YOUR OBJECTIVE
Rewrite the part of the rows below that opens with the line containing "of the snow-capped" and closes with the line containing "pixel 367 199", replacing "snow-capped mountain" with "mountain peak" and leaving everything else unchanged.

[Pointing dataset excerpts]
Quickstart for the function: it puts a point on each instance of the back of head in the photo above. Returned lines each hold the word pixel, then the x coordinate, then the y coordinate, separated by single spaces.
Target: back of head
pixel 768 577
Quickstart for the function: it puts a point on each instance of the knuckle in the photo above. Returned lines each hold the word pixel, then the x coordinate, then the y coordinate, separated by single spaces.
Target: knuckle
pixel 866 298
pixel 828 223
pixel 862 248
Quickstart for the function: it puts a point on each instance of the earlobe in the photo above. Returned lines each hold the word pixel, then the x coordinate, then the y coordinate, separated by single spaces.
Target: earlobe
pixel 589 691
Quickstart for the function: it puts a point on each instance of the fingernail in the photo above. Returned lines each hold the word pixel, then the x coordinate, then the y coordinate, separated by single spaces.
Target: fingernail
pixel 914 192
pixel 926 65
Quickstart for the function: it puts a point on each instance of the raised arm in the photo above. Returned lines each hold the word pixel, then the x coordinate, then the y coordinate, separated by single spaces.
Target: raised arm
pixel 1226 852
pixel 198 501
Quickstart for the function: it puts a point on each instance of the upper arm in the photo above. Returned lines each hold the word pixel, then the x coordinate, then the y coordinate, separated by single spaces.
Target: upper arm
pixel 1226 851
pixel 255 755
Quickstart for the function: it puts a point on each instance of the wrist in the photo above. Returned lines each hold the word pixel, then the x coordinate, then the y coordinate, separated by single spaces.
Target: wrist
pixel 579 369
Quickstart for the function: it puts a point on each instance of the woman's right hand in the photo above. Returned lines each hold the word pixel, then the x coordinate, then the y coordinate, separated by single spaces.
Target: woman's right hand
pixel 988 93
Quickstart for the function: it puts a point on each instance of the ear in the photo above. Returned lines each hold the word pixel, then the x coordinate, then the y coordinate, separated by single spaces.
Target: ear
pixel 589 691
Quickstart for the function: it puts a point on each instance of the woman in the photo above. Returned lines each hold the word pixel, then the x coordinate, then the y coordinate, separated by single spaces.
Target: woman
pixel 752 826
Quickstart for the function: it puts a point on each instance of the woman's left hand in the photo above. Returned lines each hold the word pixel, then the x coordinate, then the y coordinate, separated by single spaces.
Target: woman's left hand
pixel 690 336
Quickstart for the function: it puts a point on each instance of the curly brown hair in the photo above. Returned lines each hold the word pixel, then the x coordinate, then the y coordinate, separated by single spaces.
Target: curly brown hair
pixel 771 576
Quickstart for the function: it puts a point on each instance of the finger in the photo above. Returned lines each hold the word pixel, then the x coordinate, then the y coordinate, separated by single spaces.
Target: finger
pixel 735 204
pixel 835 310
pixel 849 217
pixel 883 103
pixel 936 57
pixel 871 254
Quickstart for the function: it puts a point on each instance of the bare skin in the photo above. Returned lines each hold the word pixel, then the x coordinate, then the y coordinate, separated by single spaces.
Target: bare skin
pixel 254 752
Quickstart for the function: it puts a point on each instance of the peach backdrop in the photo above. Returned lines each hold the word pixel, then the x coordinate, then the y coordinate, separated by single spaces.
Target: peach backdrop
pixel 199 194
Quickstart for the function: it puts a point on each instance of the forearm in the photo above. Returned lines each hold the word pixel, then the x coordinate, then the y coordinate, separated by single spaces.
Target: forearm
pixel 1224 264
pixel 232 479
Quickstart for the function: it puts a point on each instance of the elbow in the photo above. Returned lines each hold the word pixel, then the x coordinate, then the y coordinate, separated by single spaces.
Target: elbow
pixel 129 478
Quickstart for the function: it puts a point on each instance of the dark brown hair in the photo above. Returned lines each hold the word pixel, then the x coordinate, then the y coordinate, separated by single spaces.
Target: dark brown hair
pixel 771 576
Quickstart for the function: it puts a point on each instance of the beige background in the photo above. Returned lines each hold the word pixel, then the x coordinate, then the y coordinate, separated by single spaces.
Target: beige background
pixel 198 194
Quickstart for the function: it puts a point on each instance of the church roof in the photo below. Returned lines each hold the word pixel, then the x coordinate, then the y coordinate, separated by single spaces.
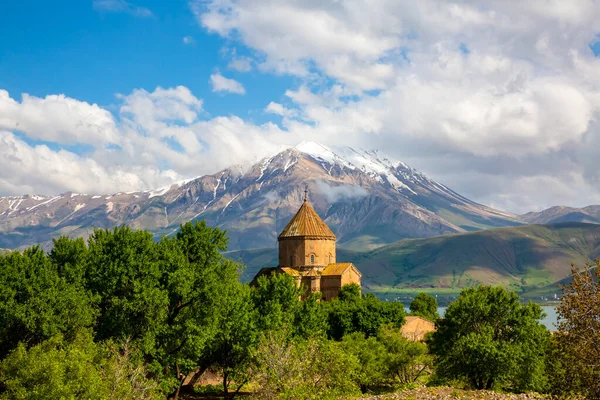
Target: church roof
pixel 338 269
pixel 307 222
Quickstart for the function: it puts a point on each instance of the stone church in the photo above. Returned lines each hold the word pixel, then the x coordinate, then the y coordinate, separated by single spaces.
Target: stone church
pixel 307 252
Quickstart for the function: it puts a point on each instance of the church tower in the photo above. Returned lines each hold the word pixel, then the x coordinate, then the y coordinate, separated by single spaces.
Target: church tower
pixel 306 242
pixel 307 253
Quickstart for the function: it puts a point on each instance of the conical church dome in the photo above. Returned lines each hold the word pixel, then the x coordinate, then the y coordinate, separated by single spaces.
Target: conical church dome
pixel 307 223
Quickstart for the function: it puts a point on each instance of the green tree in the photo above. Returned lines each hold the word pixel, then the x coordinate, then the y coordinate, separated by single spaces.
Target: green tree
pixel 275 299
pixel 352 312
pixel 233 347
pixel 488 338
pixel 424 305
pixel 68 256
pixel 577 342
pixel 163 296
pixel 372 359
pixel 36 303
pixel 300 369
pixel 54 369
pixel 75 369
pixel 311 317
pixel 406 360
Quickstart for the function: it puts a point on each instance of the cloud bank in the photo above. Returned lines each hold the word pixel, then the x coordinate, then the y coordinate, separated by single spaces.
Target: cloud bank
pixel 498 100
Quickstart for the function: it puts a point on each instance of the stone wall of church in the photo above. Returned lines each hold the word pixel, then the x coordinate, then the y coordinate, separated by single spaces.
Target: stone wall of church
pixel 298 252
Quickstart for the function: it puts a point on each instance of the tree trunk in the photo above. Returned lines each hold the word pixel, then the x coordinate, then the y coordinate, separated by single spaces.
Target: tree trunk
pixel 225 386
pixel 175 395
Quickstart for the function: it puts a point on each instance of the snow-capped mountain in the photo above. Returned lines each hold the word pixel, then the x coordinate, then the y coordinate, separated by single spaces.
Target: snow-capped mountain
pixel 367 199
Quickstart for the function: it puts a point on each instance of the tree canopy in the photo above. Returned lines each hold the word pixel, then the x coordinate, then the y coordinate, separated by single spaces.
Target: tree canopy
pixel 487 339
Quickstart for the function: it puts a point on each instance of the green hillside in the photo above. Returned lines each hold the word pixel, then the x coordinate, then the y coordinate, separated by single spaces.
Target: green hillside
pixel 529 259
pixel 523 258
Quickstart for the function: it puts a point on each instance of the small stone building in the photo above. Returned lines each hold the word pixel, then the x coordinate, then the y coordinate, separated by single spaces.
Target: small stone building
pixel 416 328
pixel 307 252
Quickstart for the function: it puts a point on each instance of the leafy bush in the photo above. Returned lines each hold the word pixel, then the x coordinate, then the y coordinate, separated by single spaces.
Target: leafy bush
pixel 303 369
pixel 487 339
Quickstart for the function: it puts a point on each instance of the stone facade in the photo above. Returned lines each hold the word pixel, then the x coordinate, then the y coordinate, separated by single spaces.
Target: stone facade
pixel 307 252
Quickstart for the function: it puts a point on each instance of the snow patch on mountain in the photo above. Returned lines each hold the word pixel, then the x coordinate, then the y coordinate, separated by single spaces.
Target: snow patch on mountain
pixel 371 162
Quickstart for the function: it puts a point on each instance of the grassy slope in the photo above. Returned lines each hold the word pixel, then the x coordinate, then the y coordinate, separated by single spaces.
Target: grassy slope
pixel 525 258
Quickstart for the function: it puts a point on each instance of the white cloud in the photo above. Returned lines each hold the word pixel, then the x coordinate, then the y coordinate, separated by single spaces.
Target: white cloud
pixel 159 138
pixel 512 122
pixel 222 84
pixel 395 75
pixel 242 64
pixel 57 118
pixel 278 109
pixel 121 6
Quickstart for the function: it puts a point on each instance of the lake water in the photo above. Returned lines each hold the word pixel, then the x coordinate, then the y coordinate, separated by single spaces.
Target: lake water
pixel 549 321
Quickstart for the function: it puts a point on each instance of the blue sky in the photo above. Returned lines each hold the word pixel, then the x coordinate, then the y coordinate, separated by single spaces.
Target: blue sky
pixel 498 100
pixel 74 48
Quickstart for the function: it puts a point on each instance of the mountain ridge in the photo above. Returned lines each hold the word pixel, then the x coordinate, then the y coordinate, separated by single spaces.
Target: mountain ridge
pixel 366 197
pixel 529 259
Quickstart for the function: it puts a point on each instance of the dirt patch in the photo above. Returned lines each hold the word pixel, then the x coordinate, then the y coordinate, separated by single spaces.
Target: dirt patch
pixel 448 393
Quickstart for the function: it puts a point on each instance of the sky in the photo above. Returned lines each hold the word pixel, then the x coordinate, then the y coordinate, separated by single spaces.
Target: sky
pixel 498 100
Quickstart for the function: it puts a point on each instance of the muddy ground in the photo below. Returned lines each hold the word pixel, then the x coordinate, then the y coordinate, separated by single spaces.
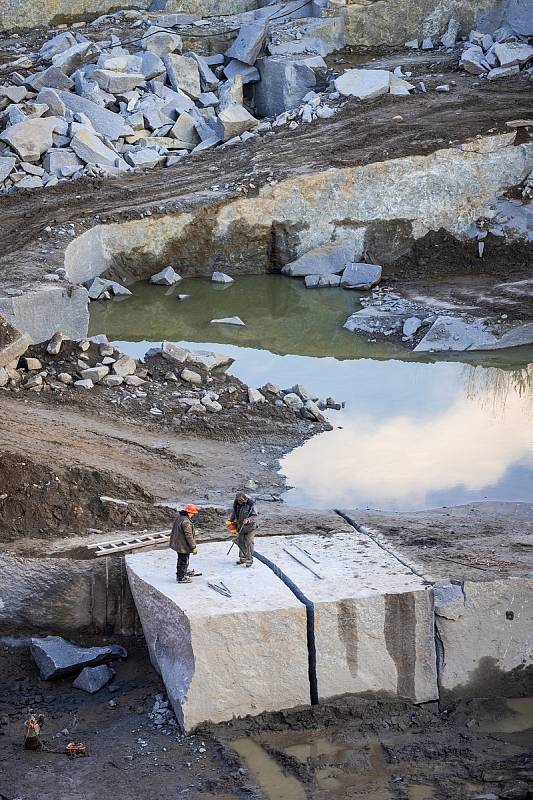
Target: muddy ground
pixel 361 133
pixel 351 748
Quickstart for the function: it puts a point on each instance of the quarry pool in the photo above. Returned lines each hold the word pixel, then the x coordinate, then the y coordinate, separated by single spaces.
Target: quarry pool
pixel 415 433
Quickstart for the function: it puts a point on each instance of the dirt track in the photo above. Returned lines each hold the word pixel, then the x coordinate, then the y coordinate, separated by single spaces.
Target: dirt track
pixel 362 133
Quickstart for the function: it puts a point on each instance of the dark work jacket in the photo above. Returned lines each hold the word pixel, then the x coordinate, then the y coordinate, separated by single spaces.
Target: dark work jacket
pixel 182 537
pixel 246 511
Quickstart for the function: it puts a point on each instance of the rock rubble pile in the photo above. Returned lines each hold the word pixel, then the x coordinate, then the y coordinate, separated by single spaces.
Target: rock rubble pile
pixel 105 107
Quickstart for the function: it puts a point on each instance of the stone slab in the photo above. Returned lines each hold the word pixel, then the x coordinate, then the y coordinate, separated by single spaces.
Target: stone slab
pixel 487 642
pixel 221 657
pixel 374 628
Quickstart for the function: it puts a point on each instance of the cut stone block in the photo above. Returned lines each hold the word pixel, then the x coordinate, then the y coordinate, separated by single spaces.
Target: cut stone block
pixel 221 657
pixel 55 657
pixel 183 74
pixel 92 679
pixel 361 276
pixel 364 84
pixel 32 138
pixel 325 260
pixel 373 617
pixel 248 44
pixel 103 121
pixel 486 638
pixel 236 120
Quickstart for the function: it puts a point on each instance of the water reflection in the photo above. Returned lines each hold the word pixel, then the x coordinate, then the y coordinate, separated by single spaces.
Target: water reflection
pixel 415 433
pixel 480 445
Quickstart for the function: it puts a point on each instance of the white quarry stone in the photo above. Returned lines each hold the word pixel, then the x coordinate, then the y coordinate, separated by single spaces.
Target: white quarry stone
pixel 183 74
pixel 221 277
pixel 117 82
pixel 486 637
pixel 92 150
pixel 32 138
pixel 208 360
pixel 363 83
pixel 167 277
pixel 361 276
pixel 255 396
pixel 373 617
pixel 236 120
pixel 215 654
pixel 452 333
pixel 510 54
pixel 248 44
pixel 228 321
pixel 328 259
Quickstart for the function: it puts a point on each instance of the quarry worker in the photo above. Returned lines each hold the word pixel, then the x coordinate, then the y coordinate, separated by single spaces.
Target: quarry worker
pixel 183 541
pixel 244 515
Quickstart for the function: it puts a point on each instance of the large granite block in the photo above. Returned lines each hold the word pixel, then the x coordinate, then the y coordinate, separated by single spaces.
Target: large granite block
pixel 221 657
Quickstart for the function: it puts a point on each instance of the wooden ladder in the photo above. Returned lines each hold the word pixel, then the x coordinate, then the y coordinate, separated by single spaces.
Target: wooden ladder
pixel 129 543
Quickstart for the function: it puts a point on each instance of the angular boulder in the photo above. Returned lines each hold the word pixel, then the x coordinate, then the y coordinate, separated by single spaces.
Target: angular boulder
pixel 249 43
pixel 167 277
pixel 13 343
pixel 365 84
pixel 235 121
pixel 32 138
pixel 56 657
pixel 361 276
pixel 183 74
pixel 207 646
pixel 327 259
pixel 92 679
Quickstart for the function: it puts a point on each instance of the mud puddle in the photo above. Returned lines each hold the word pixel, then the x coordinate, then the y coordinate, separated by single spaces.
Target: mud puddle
pixel 520 719
pixel 415 433
pixel 330 770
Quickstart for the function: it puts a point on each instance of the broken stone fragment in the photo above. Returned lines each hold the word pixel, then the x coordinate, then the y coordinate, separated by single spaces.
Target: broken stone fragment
pixel 95 374
pixel 92 679
pixel 55 657
pixel 183 74
pixel 361 276
pixel 364 84
pixel 161 42
pixel 327 259
pixel 322 281
pixel 228 321
pixel 124 366
pixel 51 78
pixel 511 54
pixel 192 377
pixel 117 82
pixel 249 43
pixel 32 138
pixel 7 165
pixel 255 396
pixel 221 277
pixel 235 121
pixel 13 344
pixel 167 277
pixel 92 150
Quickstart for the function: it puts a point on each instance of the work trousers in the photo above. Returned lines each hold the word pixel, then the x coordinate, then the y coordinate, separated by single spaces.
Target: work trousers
pixel 245 543
pixel 182 566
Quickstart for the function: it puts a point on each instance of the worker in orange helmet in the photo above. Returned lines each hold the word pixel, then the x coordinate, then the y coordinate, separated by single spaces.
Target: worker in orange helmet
pixel 183 540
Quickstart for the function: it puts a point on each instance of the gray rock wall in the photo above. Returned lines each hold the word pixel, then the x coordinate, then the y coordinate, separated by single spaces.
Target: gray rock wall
pixel 370 23
pixel 65 597
pixel 23 14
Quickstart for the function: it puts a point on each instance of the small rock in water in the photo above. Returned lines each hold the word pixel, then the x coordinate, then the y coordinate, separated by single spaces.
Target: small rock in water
pixel 221 277
pixel 167 277
pixel 227 321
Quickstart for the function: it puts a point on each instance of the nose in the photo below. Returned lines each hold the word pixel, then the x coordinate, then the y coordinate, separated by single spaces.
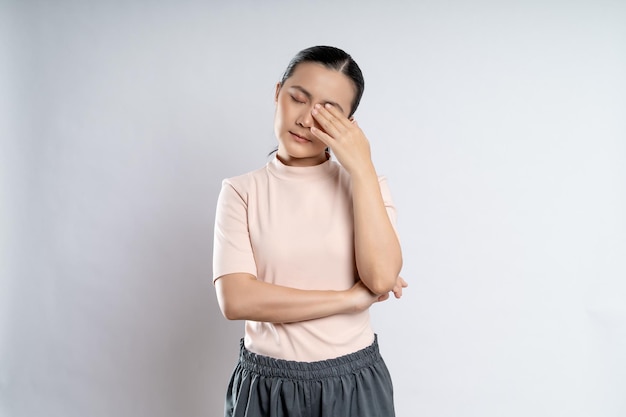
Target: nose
pixel 305 118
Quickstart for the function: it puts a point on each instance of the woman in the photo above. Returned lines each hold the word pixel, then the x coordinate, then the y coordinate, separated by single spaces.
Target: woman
pixel 303 247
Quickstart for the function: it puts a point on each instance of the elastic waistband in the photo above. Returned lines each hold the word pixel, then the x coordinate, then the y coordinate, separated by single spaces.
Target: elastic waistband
pixel 343 365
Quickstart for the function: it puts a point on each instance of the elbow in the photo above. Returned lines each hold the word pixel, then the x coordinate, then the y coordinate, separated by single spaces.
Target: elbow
pixel 230 304
pixel 383 280
pixel 231 313
pixel 382 286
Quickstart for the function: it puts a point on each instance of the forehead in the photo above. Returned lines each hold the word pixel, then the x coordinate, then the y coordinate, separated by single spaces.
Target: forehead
pixel 323 84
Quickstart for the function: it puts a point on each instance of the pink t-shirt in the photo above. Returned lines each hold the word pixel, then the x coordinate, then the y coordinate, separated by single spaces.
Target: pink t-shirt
pixel 293 226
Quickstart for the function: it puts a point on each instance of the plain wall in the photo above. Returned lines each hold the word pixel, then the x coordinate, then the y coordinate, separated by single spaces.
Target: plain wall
pixel 500 126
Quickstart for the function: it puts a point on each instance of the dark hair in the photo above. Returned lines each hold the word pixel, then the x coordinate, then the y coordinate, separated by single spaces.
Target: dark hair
pixel 332 58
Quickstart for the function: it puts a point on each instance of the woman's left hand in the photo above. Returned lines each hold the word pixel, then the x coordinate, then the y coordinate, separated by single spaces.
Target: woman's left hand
pixel 344 137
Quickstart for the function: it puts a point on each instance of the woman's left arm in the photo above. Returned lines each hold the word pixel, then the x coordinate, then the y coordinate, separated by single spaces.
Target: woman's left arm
pixel 377 249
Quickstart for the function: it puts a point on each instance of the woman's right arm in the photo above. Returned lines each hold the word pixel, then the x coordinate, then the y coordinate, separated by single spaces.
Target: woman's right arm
pixel 243 297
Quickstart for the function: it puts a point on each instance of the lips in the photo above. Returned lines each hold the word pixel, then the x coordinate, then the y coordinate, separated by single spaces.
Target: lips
pixel 299 138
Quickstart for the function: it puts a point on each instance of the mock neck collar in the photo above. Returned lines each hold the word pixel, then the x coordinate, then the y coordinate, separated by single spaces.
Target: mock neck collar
pixel 288 172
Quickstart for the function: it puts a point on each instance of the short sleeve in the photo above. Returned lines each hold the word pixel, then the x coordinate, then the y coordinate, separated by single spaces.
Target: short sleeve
pixel 232 250
pixel 389 205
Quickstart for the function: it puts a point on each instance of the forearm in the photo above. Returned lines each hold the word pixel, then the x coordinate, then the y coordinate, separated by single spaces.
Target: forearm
pixel 377 249
pixel 243 297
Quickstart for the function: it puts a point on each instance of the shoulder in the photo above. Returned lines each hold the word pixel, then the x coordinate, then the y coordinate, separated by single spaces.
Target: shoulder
pixel 243 182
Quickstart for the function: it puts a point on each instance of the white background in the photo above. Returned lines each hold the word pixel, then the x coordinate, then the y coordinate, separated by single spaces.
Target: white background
pixel 501 127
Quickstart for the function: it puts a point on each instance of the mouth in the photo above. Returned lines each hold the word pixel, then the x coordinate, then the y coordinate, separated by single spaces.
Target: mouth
pixel 299 138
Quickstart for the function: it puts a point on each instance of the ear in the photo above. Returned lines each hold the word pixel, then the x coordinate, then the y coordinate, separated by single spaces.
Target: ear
pixel 277 91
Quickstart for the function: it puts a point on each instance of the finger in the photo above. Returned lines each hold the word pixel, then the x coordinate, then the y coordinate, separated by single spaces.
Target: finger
pixel 397 291
pixel 328 121
pixel 338 115
pixel 323 136
pixel 403 282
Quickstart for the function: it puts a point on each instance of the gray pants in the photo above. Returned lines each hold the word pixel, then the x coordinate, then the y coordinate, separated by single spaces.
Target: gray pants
pixel 357 384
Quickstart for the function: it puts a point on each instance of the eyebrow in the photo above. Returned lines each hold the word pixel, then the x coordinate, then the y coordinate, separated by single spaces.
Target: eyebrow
pixel 310 96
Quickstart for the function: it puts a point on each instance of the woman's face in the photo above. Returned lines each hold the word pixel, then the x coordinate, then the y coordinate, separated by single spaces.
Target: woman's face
pixel 310 83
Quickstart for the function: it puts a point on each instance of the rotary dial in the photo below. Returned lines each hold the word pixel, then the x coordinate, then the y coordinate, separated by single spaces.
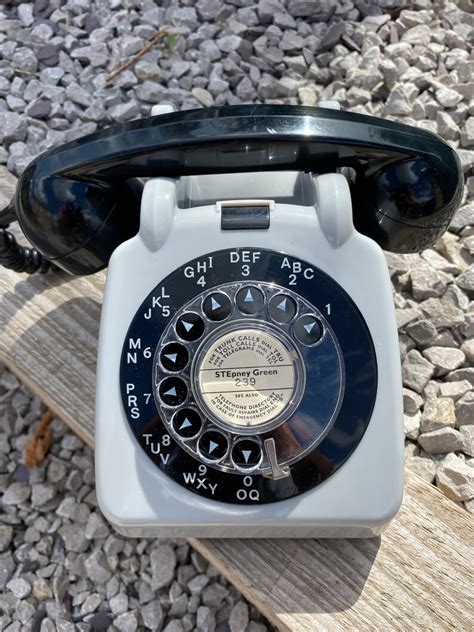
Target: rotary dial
pixel 236 381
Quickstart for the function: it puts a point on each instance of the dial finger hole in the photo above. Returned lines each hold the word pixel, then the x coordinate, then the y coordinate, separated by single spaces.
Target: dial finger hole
pixel 217 306
pixel 250 300
pixel 172 391
pixel 187 423
pixel 174 357
pixel 282 308
pixel 213 445
pixel 190 327
pixel 308 330
pixel 246 454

SOLUTION FOR THIS EXERCISE
Quickstart for the function: it puts a point on each instance of the mountain peak in the photo above. Returned lines each hold the word pixel, then the x coordinate, then the y coordinate, separated by single spaces.
Target: mountain peak
pixel 367 199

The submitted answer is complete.